9.3 Validity and Binding Nature. Each of this Agreement and each other Loan Document to which any Loan Party is a party is the legal, valid and binding obligation of such Person, enforceable against such Person in accordance with its terms, subject to bankruptcy, insolvency and similar laws affecting the enforceability of creditors’ rights generally and to general principles of equity.
9.4 Financial Condition. The audited consolidated financial statements of Borrower and its Subsidiaries as at Borrower’s Fiscal Year end, June 30, 2024, and the unaudited consolidated financial statements of Borrower and the Subsidiaries as at May 31, 2025, copies of each of which have been delivered to each Lender, were prepared in accordance with GAAP (subject, in the case of such unaudited statements, to the absence of footnotes and to normal year-end adjustments) and present fairly the consolidated financial condition of Borrower and its Subsidiaries as at such dates and the results of their operations for the periods then ended.
9.5 No Material Adverse Change. Since Borrower’s Fiscal Year ending on June 30, 2024, there has been no material adverse change in the financial condition, operations, assets, business, properties or prospects of the Loan Parties taken as a whole.
9.6 Litigation and Contingent Liabilities. No litigation (including derivative actions), arbitration proceeding or governmental investigation or proceeding is pending or, to any Loan Party’s knowledge, threatened against any Loan Party which could reasonably be expected to have a Material Adverse Effect, except as set forth in Schedule 9.6. Other than any liability incident to such litigation or proceedings, no Loan Party has any material contingent liabilities not listed on Schedule 9.6 or permitted by Section 11.1.
9.7 Ownership of Properties; Liens. Each Loan Party owns good and, in the case of real property, marketable title to all of its properties and assets, real and personal, tangible and intangible, of any nature whatsoever (including patents, trademarks, trade names, service marks and copyrights), free and clear of all Liens, charges and claims (including infringement claims with respect to patents, trademarks, service marks, copyrights and the like) except as permitted by Section 11.2. No financing statement or other public notice with respect to all or any part of the Collateral is on file or of record in any public office, except filings evidencing Permitted Liens.
9.8 Equity Ownership; Subsidiaries. All issued and outstanding Capital Securities of each Loan Party are duly authorized and validly issued, fully paid, non-assessable, and free and clear of all Liens other than those in favor of Agent, and such securities were issued in compliance with all applicable state and federal laws concerning the issuance of securities. Schedule 9.8 sets forth the issued authorized Capital Securities of each Loan Party as of the Restatement Effective Date. As of the Restatement Effective Date, except as set forth on Schedule 9.8, there are no pre-emptive or other outstanding rights, options, warrants, conversion rights or other similar agreements or understandings for the purchase or acquisition of any Capital Securities of any Loan Party.
9.9 Employee Benefit Plans. No Loan Party maintains or is the sponsor of any Pension Plan, including any Multi-Employer Pension Plan.
9.10 Investment Company Act. No Loan Party is an “investment company” or a company “controlled” by an “investment company” or a “subsidiary” of an “investment company,” within the meaning of the Investment Company Act of 1940.
9.11 Compliance with Laws. Each Loan Party and each Subsidiary thereof is in compliance in all material respects with the requirements of all laws and all orders, writs, injunctions and decrees applicable to it or to its properties, except in such instances in which (a) such requirement of law or order, writ, injunction or decree is being contested in good faith by appropriate proceedings diligently conducted or (b) the failure to comply therewith, either individually or in the aggregate, could not reasonably be expected to have a Material Adverse Effect.

§ §

> **Task instructions**
(1) In the loan agreement text, the unaudited consolidated financial statements of Borrower and its Subsidiaries are as at what date?
(2) Extend the loan agreement text past section 9.11, in the same style.
None of the data is needed.

> **Given material**
§ §

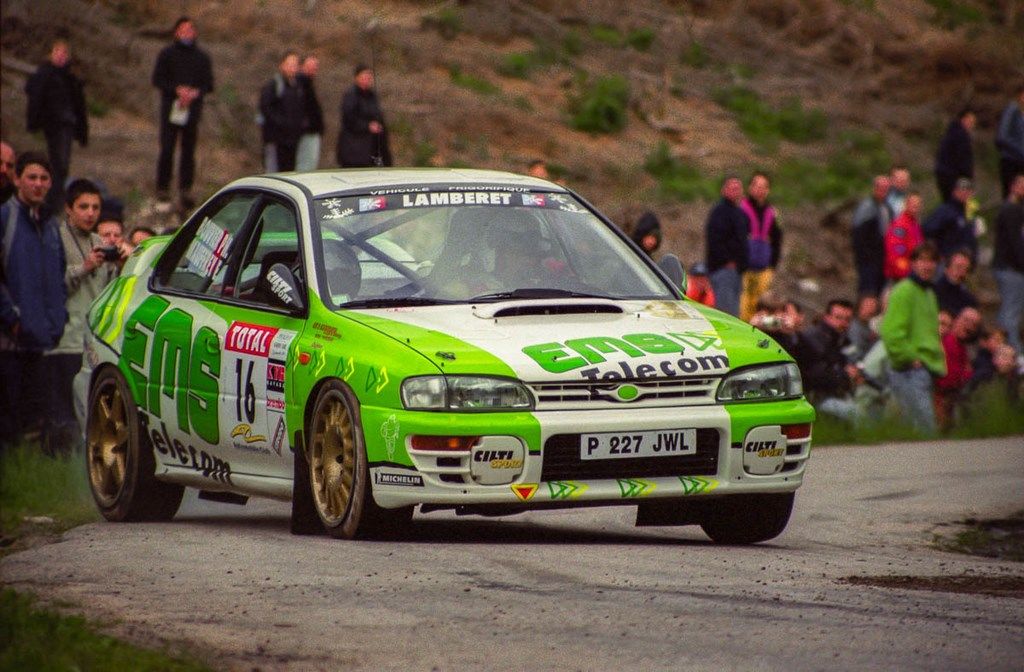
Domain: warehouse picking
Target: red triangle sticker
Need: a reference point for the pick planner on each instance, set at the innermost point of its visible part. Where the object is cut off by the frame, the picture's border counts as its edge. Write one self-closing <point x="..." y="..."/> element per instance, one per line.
<point x="524" y="491"/>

§ §

> **Final answers**
(1) May 31, 2025.

(2)
9.12 Regulation U. Borrower is not engaged principally, or as one of its important activities, in the business of extending credit for the purpose of purchasing or carrying Margin Stock.
9.13 Taxes. Each Loan Party has timely filed all Tax returns and reports required by law to have been filed by it and has paid all taxes and governmental charges due and payable with respect to such return or otherwise owing by a Loan Party, except any such Taxes which are being diligently contested in good faith by appropriate proceedings and for which adequate reserves in accordance with GAAP shall have been set aside on its books and such proceedings stay the enforcement and collection upon any Lien for such Taxes. The Loan Parties have made adequate reserves on their books and records in accordance with GAAP for all Taxes that have accrued but which are not yet due and payable. No Loan Party has participated in any transaction that relates to a year of the taxpayer (which is still open under the applicable statute of limitations) which is a “reportable transaction” within the meaning of Treasury Regulation Section 1.6011-4(b)(2) (irrespective of the date when the transaction was entered into).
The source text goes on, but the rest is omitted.